Information shown:
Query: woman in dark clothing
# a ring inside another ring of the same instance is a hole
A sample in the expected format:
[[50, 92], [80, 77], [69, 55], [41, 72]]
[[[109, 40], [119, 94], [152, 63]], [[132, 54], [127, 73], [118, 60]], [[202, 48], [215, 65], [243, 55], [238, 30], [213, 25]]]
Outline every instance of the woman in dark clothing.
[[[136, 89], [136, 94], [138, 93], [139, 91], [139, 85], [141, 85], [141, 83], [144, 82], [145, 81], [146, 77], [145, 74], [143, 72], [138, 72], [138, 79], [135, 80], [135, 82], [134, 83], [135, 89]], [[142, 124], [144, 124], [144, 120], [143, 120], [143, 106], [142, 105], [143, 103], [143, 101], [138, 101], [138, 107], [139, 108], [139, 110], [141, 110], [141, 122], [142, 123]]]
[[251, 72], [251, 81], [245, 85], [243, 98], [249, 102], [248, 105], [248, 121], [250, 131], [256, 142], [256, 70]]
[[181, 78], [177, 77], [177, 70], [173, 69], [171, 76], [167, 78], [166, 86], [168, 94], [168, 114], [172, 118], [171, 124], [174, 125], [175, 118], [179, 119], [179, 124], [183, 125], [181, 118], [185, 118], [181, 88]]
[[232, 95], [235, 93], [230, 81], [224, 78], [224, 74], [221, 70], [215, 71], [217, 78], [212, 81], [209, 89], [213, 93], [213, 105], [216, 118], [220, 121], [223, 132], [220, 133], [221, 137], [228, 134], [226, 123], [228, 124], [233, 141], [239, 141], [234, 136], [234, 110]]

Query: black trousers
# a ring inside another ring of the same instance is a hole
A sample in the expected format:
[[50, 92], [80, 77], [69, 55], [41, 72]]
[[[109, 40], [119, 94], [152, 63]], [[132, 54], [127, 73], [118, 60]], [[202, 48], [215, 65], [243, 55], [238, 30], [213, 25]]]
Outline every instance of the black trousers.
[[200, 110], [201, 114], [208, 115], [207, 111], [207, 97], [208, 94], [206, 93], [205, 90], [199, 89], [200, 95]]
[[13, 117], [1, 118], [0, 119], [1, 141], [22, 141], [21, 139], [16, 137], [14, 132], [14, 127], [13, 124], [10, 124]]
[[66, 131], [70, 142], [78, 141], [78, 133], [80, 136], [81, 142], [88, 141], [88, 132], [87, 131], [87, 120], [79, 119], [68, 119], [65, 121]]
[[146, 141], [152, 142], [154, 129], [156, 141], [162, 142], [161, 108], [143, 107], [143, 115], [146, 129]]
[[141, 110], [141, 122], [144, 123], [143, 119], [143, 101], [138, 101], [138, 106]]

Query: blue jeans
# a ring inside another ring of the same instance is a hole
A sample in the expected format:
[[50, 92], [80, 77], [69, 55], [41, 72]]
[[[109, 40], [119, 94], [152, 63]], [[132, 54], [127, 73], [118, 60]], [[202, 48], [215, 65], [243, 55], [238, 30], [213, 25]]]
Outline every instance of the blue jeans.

Problem to solve:
Reproduce all of the material above, swapping every occurrence of "expected format" for "required format" and leaving everything else unchanged.

Written response:
Query: woman in dark clothing
# a ring inside another ring of the same instance is a hole
A sample in the required format:
[[50, 92], [80, 77], [69, 55], [41, 72]]
[[[109, 40], [119, 94], [152, 63]], [[132, 54], [127, 73], [118, 60]], [[202, 48], [215, 65], [243, 55], [238, 30], [213, 25]]]
Outline every instance of the woman in dark clothing.
[[[136, 89], [136, 94], [138, 93], [139, 91], [139, 85], [141, 85], [141, 83], [144, 82], [145, 81], [146, 77], [145, 74], [143, 72], [138, 72], [138, 79], [135, 80], [135, 82], [134, 83], [135, 89]], [[142, 124], [144, 124], [144, 120], [143, 120], [143, 106], [142, 105], [143, 103], [143, 101], [138, 101], [138, 107], [139, 108], [139, 110], [141, 110], [141, 122], [142, 123]]]
[[251, 72], [251, 81], [245, 85], [243, 98], [249, 102], [248, 105], [248, 121], [250, 131], [256, 142], [256, 70]]
[[181, 78], [177, 77], [177, 70], [173, 69], [171, 76], [167, 78], [166, 86], [168, 94], [168, 114], [172, 118], [171, 124], [174, 125], [175, 118], [179, 119], [179, 124], [183, 125], [181, 118], [185, 118], [181, 88]]
[[232, 95], [235, 93], [230, 81], [224, 78], [224, 74], [221, 70], [215, 71], [217, 78], [212, 81], [209, 89], [213, 93], [213, 105], [216, 118], [220, 121], [223, 132], [220, 133], [221, 137], [228, 134], [226, 123], [228, 124], [233, 141], [239, 141], [234, 136], [234, 110]]

Query: black trousers
# a ring inside another ring of the same instance is a hole
A sample in the required format:
[[50, 92], [80, 77], [69, 55], [41, 72]]
[[[109, 40], [119, 94], [152, 63]], [[132, 54], [127, 73], [118, 60]], [[202, 48], [215, 65], [243, 55], [238, 30], [213, 25]]]
Outline every instance of the black trousers.
[[200, 110], [201, 114], [208, 115], [207, 111], [207, 97], [208, 94], [206, 93], [205, 90], [199, 89], [200, 95]]
[[13, 117], [1, 118], [0, 119], [1, 141], [22, 141], [21, 139], [16, 137], [14, 132], [14, 127], [13, 124], [10, 124]]
[[66, 131], [70, 142], [78, 141], [78, 133], [80, 136], [81, 142], [88, 141], [88, 132], [87, 131], [87, 120], [79, 119], [68, 119], [65, 121]]
[[146, 141], [152, 142], [154, 129], [156, 141], [162, 142], [161, 108], [143, 107], [143, 115], [146, 129]]
[[141, 110], [141, 122], [144, 123], [143, 119], [143, 101], [138, 101], [138, 106]]

Query: blue jeans
# a ring inside another ring of the same instance is a hole
A sample in the required format:
[[50, 92], [80, 77], [69, 55], [41, 72]]
[[[109, 40], [119, 94], [152, 63]], [[132, 54], [127, 73], [118, 60]], [[202, 48], [215, 65], [243, 55], [238, 30], [213, 25]]]
Outline every instance of the blue jeans.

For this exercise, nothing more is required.